[Saved records]
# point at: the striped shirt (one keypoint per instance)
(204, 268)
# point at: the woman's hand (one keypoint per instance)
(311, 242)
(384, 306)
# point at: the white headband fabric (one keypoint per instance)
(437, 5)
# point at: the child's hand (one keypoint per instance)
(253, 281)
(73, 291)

• To do: Could you format every line of the data above as a numbered list, leaving out any blank lines?

• Solution to this task:
1. # point at: the striped shirt (one keypoint per instance)
2. (204, 268)
3. # point at: the woman's hand (one keypoint per instance)
4. (311, 242)
5. (384, 306)
6. # point at: the white headband fabric (one keypoint per instance)
7. (437, 5)
8. # point at: the child's hand (one keypoint per instance)
9. (253, 281)
10. (73, 291)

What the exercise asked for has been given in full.